■ Brief:
Answer these questions from the text below on poverty and child protection in South Africa:
1. What monthly amount is given as the lower bound poverty line?
2. About how many children were classified as single or double orphans in 2022?
3. How many babies did one child protection organisation report were stuck in hospitals this year?
Provided passage START
Living below the poverty line

In 2025, newly released South African figures showed that although poverty has diminished in the 17 years between 2006 and 2023, almost 38% of the population still live below the lower bound poverty line of R1 300 per month. Of those, over
70% are under the age of 35, with children comprising more than 43% of all poor individuals.

In 2025 gender-based violence was declared a national disaster. About 42 000 women are raped annually and teen pregnancy rates rose to 90 000 in 2024, with the Department of Social Development (DSD) indicating that 18.2% of girls become mothers
before they turn 18.

Researchers continue to report the breakdown of the South African family support structure, beginning historically with migrant labour, HIV/Aids and urbanisation, poverty, violence, absent fathers, and, most recently, the Covid-19 pandemic. In 2022, about 2.8 million children were classified as single or double orphans.

These stats are indications that the country continues to battle pervasive upstream drivers of crisis pregnancies and child abuse.

Equally worrying, downstream, the alternative care system, a child’s right enshrined in the Constitution, is broken.

Detained

In the past four months, the Centre for Child Law has documented three cases of women who were effectively detained in Gauteng hospitals because they wanted to place their child into the child protection system.

In all three cases, the mother had legally signed consent to relinquish the child. In the case of mother A, a minor who was still at school, her mother also consented as per the Children’s Act, but hospital staff refused to discharge her unless she personally took the baby home. Herself a child, she experienced humiliation and huge emotional distress, trapped in the hospital and pressured to care for a baby she had already relinquished.

Mother B had the same experience at a different hospital in the province. Despite being unemployed and struggling to raise her three children, social workers and hospital staff tried to shame and coerce her into keeping her newborn, even threatening that her other children would be removed if she failed to comply.

Mother C, a student, abandoned by the baby’s father, was told at another provincial hospital that she could only be discharged when the social workers were able to place her child.

Despite the illegality of these actions, the cases are not isolated, and when mothers are allowed to leave, their babies are often left in hospitals for prolonged periods. One child protection organisation reported that at least 30 babies were
stuck in hospitals this year with limited stimulation, bonding or attachment opportunities because the DSD failed to collect them or authorise their placement in CYCCs.
Provided passage END
Data listing START
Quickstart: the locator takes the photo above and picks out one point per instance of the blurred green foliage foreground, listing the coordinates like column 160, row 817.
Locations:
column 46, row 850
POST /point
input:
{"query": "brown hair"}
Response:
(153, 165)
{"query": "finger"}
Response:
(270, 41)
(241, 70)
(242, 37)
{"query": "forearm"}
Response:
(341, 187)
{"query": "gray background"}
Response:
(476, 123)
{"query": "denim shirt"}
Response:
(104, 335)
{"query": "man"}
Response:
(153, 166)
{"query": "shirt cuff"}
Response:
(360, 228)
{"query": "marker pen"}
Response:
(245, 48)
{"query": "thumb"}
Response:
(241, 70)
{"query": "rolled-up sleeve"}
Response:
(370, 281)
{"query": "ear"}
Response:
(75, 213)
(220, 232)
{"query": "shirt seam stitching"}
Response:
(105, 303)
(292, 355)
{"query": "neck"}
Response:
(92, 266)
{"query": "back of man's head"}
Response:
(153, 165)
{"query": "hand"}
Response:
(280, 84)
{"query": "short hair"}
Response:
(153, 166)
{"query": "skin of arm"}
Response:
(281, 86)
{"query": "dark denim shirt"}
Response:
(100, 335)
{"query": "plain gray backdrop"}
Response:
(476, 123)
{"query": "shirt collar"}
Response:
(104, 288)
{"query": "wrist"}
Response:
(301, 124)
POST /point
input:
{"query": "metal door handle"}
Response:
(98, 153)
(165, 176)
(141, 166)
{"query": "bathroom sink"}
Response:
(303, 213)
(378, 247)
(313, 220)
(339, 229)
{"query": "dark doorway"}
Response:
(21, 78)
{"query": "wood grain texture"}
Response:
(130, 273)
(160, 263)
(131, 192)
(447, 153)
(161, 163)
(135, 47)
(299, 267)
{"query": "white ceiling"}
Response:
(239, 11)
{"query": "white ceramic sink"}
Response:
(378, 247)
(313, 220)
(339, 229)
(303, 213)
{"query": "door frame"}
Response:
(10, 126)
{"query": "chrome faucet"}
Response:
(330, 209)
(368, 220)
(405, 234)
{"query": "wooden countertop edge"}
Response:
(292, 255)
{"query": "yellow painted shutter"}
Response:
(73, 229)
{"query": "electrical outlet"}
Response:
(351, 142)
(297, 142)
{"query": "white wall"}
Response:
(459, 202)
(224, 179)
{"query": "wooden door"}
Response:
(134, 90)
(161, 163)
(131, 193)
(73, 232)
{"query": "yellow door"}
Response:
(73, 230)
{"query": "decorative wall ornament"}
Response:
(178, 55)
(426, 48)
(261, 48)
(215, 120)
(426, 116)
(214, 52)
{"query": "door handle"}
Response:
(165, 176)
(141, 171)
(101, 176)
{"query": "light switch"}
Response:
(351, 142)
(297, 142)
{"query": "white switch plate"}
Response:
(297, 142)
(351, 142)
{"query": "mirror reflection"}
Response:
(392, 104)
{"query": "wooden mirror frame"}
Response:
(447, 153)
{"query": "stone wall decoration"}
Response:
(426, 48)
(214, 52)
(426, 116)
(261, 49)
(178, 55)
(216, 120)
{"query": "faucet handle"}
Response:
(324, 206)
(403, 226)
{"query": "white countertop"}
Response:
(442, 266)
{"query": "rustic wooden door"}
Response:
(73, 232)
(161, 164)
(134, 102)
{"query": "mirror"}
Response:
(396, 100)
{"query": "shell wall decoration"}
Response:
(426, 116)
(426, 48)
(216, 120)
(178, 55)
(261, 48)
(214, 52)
Data listing END
■ Result:
1. R1 300 per month
2. About 2.8 million
3. At least 30